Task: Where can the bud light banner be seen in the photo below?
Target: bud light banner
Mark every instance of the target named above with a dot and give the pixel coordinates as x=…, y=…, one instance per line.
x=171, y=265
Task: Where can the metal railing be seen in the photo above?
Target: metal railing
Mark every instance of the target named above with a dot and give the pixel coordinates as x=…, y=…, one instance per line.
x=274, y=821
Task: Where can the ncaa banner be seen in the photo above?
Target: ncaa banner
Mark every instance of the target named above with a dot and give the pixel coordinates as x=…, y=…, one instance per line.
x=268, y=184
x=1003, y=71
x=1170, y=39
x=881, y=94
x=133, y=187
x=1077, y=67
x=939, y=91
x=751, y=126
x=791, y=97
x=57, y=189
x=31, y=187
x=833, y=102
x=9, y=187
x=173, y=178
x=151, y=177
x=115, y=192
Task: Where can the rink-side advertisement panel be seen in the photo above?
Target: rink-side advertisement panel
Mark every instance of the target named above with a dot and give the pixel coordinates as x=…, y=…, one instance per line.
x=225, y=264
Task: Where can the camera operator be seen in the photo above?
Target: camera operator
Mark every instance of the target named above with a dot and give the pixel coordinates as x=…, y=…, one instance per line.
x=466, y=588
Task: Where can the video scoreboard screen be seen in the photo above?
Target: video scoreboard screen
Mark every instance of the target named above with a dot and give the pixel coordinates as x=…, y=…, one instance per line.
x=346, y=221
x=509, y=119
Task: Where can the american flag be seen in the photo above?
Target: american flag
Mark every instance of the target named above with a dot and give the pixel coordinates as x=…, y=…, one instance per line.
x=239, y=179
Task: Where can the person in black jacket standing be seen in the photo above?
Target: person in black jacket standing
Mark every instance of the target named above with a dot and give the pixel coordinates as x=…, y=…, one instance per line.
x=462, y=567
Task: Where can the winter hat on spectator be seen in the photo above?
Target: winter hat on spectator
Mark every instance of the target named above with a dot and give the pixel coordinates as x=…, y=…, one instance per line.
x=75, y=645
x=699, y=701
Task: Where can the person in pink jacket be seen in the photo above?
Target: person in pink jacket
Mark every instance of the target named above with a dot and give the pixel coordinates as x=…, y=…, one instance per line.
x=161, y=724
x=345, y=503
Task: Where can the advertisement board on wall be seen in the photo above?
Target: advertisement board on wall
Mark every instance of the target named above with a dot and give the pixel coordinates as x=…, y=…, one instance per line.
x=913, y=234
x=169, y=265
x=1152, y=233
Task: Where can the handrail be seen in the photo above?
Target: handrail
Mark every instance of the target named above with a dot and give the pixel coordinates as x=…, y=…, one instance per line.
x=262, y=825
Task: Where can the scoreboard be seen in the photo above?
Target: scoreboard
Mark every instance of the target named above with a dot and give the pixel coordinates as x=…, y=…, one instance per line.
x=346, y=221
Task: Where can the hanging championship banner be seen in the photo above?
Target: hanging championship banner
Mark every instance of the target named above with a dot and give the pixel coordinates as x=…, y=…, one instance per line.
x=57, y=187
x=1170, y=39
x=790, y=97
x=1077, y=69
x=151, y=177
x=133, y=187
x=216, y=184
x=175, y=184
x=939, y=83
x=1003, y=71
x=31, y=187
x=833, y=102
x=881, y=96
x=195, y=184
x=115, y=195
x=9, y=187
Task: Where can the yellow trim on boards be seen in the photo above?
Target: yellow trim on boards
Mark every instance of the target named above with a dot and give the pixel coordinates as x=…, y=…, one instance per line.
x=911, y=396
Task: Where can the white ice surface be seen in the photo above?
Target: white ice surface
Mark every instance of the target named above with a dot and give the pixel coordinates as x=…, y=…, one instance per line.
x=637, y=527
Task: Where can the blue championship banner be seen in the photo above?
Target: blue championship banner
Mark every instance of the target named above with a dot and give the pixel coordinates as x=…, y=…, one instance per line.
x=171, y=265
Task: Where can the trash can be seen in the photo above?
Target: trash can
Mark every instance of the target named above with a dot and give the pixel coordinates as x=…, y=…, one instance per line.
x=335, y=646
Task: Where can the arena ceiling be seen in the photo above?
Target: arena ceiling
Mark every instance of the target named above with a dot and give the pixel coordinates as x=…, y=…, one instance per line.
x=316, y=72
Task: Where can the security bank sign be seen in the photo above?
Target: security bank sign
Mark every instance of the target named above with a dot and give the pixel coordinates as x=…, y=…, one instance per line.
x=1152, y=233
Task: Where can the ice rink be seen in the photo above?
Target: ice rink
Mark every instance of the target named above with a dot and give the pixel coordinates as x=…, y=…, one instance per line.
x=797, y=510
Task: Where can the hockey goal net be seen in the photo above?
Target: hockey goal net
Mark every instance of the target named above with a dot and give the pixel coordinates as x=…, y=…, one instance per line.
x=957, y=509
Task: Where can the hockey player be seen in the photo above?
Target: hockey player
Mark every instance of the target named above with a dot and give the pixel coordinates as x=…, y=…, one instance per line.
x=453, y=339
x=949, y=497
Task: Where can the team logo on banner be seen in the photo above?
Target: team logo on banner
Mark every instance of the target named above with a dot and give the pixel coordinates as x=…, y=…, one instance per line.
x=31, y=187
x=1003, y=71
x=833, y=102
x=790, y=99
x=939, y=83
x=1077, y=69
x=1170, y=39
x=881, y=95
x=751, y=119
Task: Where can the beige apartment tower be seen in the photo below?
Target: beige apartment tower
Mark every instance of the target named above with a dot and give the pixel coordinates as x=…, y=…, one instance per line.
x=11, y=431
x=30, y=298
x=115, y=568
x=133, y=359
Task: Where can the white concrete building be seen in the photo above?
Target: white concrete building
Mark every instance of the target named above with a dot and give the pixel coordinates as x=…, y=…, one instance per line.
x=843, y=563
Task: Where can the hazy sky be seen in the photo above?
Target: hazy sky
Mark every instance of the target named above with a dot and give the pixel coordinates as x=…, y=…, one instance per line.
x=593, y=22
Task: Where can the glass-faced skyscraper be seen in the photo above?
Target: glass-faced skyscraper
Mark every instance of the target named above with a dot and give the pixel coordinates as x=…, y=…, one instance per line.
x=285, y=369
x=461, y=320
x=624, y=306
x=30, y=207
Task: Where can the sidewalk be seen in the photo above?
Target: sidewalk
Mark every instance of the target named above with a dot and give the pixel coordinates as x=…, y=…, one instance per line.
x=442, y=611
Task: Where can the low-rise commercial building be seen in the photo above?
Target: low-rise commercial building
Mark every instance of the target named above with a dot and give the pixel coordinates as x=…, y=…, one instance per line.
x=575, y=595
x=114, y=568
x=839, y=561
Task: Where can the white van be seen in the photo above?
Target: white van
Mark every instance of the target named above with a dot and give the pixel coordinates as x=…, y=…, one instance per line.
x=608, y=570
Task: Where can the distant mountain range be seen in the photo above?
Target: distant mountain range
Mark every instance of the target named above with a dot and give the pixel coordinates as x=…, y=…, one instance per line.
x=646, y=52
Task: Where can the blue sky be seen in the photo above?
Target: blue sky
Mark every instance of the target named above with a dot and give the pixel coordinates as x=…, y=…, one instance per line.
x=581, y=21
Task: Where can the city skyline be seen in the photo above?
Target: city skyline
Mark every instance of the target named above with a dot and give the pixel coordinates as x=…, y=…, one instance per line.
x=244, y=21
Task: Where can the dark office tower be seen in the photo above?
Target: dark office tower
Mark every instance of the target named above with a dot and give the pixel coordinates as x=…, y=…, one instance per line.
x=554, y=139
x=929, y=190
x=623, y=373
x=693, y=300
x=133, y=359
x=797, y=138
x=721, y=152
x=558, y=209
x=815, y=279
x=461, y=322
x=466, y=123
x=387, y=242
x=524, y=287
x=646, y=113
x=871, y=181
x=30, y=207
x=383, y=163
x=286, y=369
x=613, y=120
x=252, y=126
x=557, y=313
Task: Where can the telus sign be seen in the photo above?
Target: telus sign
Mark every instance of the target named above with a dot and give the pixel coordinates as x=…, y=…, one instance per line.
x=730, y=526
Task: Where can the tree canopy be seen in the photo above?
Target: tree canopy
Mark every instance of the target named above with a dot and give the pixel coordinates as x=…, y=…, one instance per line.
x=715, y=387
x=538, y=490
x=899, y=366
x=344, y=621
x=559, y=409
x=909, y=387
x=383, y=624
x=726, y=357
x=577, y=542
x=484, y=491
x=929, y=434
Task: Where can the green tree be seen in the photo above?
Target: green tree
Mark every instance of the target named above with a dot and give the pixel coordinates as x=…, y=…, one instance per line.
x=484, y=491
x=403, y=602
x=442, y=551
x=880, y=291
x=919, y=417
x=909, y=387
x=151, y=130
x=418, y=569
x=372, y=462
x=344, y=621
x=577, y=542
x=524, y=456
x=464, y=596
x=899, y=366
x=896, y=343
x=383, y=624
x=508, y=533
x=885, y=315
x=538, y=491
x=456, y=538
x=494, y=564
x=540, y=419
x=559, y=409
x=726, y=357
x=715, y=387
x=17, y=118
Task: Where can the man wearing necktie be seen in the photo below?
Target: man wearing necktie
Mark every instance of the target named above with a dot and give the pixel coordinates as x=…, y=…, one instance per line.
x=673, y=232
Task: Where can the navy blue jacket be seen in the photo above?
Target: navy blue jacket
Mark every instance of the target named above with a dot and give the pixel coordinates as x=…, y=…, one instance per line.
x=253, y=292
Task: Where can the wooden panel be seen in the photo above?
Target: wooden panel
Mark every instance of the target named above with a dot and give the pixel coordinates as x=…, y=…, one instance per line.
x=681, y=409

------------------------

◆ **REQUIREMENT**
Using the entries above, give again exactly the lines from the line holding "Target: arena ceiling" through the line holding "Target: security bank sign". Include both end lines and nothing else.

◆ **ANSWER TO THE PROBLEM**
Target: arena ceiling
Mark every instance of the target named above with a dot and give the pixel coordinates as x=…, y=…, one instance per line.
x=316, y=72
Task: Where can the security bank sign be seen in the photo above?
Target: security bank sign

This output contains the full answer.